◆ Exercise objective
Below are some records. Return exactly the lines from the one with "of the steep" to the one with "the boulder, the", and nothing else.

◆ Given data
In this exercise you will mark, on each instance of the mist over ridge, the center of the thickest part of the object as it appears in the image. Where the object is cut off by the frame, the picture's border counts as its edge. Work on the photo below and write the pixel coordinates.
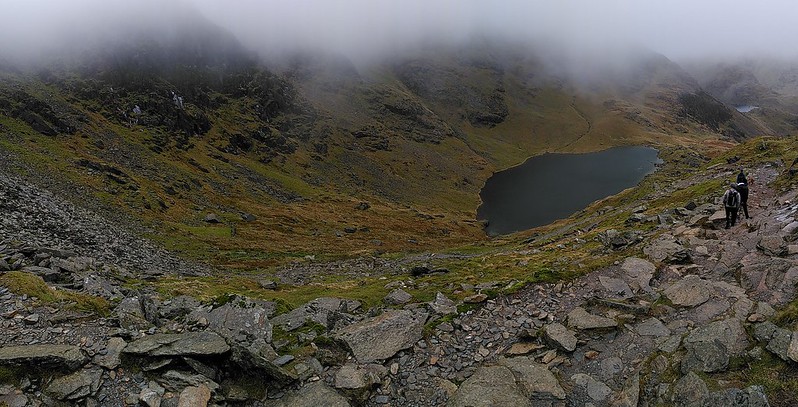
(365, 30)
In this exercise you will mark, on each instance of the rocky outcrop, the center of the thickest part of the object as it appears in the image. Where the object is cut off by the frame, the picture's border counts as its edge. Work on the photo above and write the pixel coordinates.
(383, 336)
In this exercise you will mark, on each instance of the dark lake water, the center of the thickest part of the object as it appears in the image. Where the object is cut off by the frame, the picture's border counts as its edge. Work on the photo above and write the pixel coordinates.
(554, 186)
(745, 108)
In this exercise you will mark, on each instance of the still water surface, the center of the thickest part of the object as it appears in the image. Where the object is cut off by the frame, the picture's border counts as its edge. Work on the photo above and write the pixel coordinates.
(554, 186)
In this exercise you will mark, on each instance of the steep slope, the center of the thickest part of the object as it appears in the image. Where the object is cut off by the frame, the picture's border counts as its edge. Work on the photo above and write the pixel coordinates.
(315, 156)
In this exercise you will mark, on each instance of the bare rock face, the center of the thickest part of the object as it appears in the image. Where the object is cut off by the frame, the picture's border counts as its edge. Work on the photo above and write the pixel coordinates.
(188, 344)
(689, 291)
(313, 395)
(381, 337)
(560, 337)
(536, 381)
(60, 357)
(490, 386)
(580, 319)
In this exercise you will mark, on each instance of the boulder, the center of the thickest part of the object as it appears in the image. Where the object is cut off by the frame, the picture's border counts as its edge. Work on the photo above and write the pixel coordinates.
...
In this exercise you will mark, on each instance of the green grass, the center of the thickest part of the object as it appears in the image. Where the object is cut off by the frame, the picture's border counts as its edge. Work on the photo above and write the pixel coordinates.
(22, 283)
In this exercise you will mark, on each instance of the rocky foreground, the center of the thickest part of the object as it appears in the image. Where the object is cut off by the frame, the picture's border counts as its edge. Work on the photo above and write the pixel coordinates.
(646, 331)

◆ Exercise solution
In this exercise you will mark, on each instance of the steep slope, the center of the thickest part of the object as it appears in the image. Where the object is cut off by the frame, the picture's border counts as its edge. Work on the photo above and write the pixel coordinates.
(315, 156)
In this exercise you will mark, on each instance of the bare rock face, the center of the thickest part of the object as it appears in the image. Where the object is cut off by the frame, the picture's border counts as its edge. Work on the photo above and write the pixel coordinates.
(188, 344)
(689, 291)
(313, 395)
(381, 337)
(560, 337)
(536, 381)
(60, 357)
(490, 386)
(580, 319)
In this exercise you will mark, on each instance of the boulder, the center of the thickest part of the object as it appears in the image. Where the object is cut off by the frame, the picture's border counts as its edge. Work on the photo above and write the pixel coordinates.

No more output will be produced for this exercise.